▸ Task to complete
State how many lines in the records below contain the word "bath", with case counting. Reply with the number alone.

# # # # # # #

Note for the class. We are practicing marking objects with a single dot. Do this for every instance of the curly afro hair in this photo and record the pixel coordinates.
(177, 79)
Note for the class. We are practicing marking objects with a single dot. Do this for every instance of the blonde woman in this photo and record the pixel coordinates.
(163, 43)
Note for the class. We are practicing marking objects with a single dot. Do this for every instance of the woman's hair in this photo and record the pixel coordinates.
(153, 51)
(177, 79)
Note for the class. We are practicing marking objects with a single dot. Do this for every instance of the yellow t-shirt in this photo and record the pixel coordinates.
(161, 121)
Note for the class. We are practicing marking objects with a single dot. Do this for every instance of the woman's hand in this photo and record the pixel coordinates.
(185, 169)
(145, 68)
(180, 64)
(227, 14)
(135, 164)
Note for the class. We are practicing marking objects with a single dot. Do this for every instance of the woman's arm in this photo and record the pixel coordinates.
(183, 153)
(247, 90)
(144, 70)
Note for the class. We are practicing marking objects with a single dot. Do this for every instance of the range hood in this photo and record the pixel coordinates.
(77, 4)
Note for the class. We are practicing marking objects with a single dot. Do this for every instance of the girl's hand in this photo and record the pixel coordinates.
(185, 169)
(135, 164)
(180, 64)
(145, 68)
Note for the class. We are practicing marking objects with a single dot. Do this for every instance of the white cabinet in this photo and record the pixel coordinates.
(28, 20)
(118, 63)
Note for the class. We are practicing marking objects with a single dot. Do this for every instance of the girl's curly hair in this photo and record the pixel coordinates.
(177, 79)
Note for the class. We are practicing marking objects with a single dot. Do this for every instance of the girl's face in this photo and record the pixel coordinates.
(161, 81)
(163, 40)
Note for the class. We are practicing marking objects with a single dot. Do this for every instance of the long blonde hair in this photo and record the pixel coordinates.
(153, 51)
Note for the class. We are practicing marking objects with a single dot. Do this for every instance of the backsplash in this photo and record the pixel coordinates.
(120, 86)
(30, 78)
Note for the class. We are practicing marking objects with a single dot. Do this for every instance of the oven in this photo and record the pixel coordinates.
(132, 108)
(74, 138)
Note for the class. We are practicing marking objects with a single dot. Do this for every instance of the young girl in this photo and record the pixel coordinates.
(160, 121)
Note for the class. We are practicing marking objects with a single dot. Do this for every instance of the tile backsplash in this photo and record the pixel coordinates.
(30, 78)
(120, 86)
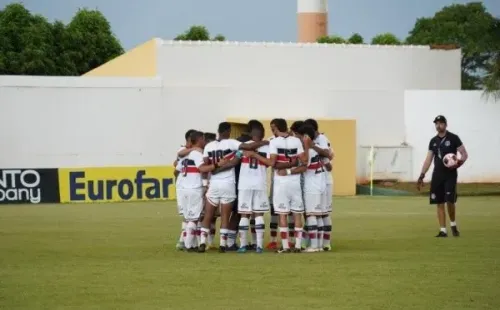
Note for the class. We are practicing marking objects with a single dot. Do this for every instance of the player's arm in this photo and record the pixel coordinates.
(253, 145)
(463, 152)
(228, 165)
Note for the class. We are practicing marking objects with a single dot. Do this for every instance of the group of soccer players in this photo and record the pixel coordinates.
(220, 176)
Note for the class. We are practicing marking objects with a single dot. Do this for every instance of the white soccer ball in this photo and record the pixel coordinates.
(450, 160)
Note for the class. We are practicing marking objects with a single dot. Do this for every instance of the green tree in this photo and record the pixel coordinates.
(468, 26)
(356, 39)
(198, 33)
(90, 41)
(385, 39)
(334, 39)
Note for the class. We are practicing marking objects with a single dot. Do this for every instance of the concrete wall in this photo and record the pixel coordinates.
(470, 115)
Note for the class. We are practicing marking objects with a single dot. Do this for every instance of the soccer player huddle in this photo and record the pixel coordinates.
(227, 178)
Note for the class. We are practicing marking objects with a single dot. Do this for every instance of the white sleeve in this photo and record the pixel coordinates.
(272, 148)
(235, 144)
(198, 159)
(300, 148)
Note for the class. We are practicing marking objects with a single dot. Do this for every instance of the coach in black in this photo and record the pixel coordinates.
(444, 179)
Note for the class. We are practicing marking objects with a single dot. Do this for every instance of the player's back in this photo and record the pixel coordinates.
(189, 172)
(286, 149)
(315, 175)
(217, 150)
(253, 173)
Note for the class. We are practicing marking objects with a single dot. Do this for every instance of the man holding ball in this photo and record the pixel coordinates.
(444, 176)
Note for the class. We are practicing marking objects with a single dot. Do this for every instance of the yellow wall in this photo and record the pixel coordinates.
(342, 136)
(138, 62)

# # # # # # #

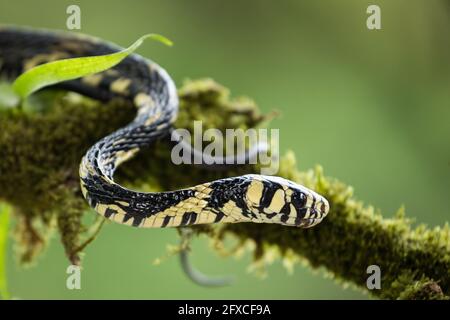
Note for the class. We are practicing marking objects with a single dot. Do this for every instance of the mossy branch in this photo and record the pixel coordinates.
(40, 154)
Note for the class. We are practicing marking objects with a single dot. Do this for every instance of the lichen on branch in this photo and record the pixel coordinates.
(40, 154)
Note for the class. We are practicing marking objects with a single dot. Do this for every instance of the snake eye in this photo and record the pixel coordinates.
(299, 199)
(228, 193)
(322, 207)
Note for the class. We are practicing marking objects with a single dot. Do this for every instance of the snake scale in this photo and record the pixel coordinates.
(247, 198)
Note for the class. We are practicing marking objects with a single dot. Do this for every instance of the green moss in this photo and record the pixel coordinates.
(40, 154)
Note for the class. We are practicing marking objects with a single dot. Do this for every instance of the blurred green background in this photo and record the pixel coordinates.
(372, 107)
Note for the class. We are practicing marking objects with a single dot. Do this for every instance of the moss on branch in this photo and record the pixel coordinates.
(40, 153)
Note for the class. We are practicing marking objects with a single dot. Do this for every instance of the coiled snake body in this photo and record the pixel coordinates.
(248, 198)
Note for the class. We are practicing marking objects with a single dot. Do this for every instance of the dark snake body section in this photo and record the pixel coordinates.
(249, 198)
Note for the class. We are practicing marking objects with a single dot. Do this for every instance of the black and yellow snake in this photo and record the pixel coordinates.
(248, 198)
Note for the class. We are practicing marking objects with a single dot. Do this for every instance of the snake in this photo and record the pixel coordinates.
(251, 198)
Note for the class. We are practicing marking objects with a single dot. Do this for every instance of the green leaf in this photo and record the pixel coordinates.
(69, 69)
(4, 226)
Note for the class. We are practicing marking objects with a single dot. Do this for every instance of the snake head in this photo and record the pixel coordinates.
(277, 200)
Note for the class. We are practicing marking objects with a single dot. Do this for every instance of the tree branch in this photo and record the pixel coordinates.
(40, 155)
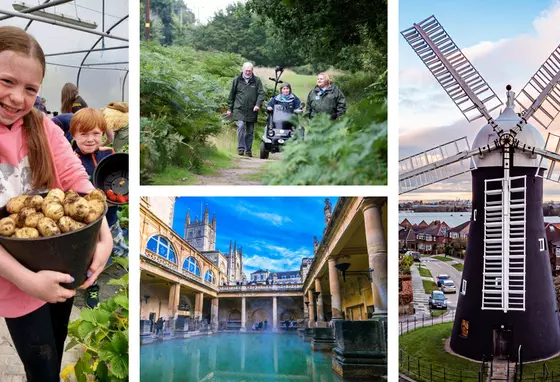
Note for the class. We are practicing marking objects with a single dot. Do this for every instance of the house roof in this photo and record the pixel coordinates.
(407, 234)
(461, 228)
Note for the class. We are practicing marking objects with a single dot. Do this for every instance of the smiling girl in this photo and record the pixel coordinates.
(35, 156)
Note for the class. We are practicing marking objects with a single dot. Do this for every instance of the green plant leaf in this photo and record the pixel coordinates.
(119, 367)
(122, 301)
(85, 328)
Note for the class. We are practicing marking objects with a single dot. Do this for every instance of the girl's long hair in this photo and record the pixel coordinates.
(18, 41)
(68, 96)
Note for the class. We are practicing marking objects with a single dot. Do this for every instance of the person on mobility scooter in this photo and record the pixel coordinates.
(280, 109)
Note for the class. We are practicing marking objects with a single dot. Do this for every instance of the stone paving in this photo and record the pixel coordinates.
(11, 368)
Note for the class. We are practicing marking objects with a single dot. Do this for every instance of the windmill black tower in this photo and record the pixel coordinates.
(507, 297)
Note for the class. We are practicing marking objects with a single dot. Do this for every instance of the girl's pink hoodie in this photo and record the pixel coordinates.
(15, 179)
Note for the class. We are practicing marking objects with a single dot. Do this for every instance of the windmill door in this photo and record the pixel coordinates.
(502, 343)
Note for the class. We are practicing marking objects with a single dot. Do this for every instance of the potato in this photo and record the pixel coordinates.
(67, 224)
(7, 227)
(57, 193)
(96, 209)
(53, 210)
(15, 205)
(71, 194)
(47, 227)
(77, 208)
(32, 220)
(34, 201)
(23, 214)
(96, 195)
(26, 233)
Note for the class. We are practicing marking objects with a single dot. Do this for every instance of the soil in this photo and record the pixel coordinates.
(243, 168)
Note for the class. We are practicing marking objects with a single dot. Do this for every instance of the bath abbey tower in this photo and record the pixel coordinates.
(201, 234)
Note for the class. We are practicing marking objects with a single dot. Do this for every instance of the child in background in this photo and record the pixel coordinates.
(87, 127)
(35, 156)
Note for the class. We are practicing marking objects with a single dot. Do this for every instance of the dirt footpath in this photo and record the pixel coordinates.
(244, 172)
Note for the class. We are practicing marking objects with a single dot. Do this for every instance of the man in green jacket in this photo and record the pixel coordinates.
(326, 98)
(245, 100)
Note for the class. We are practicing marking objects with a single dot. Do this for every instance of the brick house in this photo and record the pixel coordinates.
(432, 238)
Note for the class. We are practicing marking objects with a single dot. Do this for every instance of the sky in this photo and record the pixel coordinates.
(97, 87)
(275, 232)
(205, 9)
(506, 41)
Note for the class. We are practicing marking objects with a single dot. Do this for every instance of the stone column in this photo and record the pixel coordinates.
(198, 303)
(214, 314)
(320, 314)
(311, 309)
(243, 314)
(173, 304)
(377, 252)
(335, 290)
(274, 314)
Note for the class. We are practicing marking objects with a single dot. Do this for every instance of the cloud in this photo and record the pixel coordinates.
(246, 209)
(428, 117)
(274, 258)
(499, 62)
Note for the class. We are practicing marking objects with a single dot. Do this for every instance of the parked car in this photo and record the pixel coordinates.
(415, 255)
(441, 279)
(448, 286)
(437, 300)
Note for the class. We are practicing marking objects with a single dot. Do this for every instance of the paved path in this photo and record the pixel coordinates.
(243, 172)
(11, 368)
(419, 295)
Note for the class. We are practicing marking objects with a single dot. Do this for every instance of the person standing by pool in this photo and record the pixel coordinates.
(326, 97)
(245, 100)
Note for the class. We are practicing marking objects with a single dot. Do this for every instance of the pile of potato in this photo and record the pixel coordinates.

# # # # # # #

▸ Written reply
1